I don't care about Agile Development, proper. I want people to be able to
discuss what techniques increase agility (which needs a better word, now)
without the Agile people stepping in and derailing everything into being about
their personal ideology.

I just think the advocacy tactic of, "You've been unknowingly following my
Special Technique all along, and that's responsible for your success...do it
_right_ and you'll do even better" should be seen for what it is: taking all
of the credit and none of the blame.

And about, "You hate Agile, so you must think waterfall is better"? Don't get
me started.

------
thibaut_barrere
We (we're two) use some form of scrum which vary over time, to handle our mix
of billable work + self projects.

It's always extremely beneficial in our case (and not about motivation).

Things I really appreciate:

\- product-owner mindset is the most beneficial to us: things like theme
scoring <http://www.mountaingoatsoftware.com/tools/theme-scoring> or other
techniques advocated by Mike Cohn

\- writing user stories + role modelling is really helping us "go out of the
garage"

\- burn down charts and estimation techniques provided by Mike Cohn help us a
lot ensure we deliver on time/budget

\- we know where we stand (what's remaining, etc)

• _Dataset excerpts_:
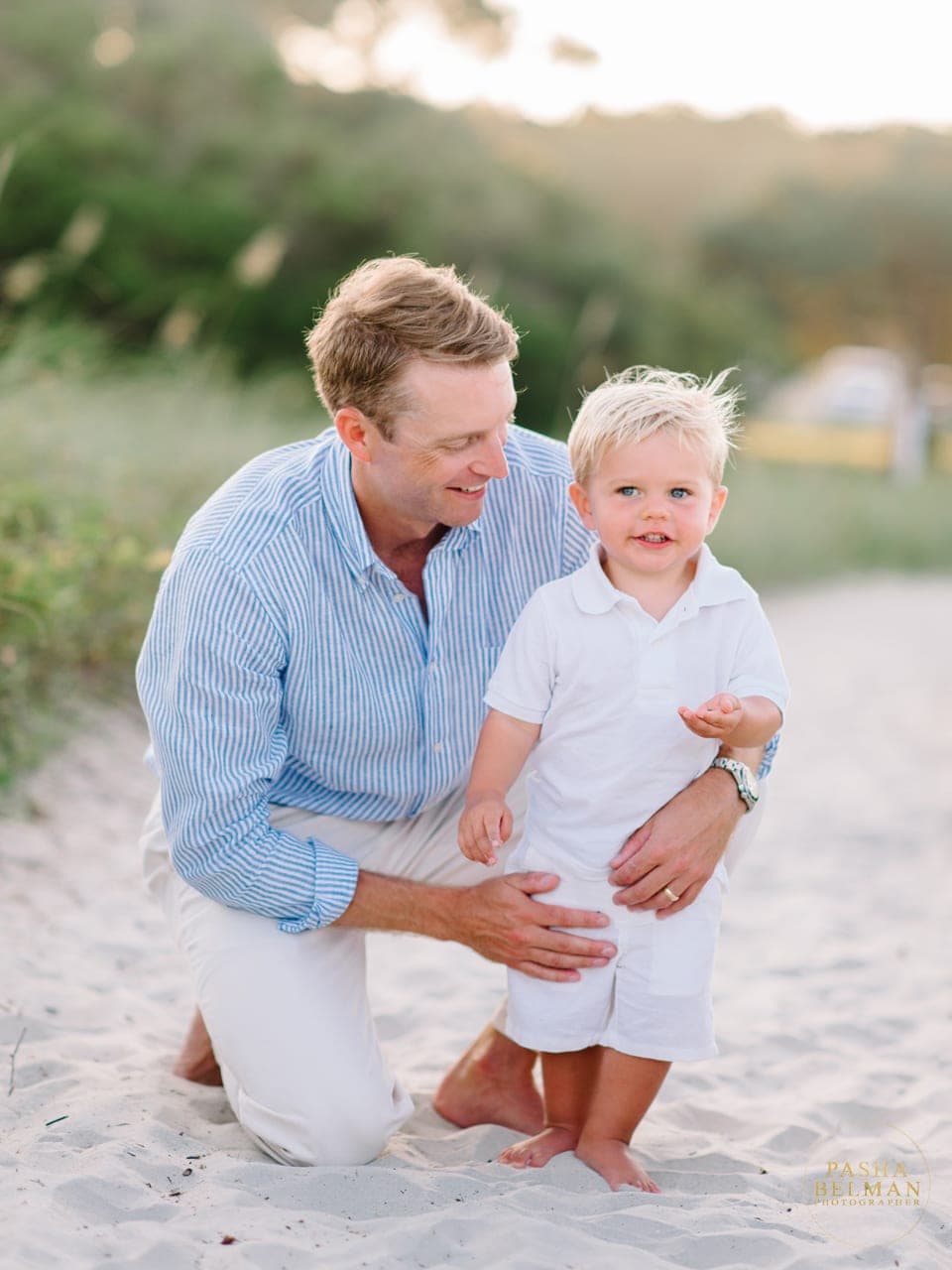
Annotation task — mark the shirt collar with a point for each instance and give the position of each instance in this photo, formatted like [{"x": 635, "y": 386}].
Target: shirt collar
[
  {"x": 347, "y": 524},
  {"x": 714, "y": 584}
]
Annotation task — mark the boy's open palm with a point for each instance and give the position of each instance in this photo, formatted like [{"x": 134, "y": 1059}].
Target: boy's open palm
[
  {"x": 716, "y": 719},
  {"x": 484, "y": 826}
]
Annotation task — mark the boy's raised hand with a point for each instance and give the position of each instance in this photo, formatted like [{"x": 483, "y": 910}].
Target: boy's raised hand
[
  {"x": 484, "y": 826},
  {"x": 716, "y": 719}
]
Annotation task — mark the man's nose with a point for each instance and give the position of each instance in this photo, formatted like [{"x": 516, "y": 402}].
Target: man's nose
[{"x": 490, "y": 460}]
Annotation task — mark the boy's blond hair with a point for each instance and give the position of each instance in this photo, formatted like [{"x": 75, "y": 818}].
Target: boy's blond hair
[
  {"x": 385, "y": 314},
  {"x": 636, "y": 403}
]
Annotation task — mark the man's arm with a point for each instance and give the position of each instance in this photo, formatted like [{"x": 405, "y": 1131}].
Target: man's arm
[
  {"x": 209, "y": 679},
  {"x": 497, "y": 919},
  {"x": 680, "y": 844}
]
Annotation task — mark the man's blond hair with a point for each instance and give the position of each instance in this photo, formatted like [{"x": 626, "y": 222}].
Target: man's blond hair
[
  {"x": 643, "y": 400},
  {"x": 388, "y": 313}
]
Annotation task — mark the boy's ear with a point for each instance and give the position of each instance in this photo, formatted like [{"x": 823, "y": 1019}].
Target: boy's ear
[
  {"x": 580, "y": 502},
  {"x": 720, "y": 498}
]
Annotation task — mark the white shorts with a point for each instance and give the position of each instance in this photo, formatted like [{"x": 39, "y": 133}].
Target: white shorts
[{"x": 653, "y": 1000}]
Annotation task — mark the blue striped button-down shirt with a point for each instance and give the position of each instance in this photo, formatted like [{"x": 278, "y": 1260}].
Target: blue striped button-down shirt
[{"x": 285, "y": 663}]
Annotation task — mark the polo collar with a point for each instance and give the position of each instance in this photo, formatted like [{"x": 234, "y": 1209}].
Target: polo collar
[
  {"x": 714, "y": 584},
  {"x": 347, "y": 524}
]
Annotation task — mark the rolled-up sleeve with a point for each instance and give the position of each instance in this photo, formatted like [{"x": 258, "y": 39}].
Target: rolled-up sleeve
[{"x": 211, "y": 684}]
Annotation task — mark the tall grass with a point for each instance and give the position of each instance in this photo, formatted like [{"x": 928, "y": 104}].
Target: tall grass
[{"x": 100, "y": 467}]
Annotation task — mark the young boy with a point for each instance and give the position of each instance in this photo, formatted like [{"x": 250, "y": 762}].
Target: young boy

• _Tasks to perform_:
1. List the things the second post in the Agile thread names under "Things I really appreciate:".
2. Rewrite the stretch of the Agile thread from "I don't care" through "me started.", swapping "Special Technique" for "Secret Method".

• _In response_:
1.
- Product-owner mindset: things like theme scoring or other techniques advocated by Mike Cohn
- Writing user stories + role modelling
- Burn down charts and estimation techniques provided by Mike Cohn
- Knowing where we stand (what's remaining, etc)

2.
I don't care about Agile Development, proper. I want people to be able to
discuss what techniques increase agility (which needs a better word, now)
without the Agile people stepping in and derailing everything into being about
their personal ideology.

I just think the advocacy tactic of, "You've been unknowingly following my
Secret Method all along, and that's responsible for your success...do it
_right_ and you'll do even better" should be seen for what it is: taking all
of the credit and none of the blame.

And about, "You hate Agile, so you must think waterfall is better"? Don't get
me started.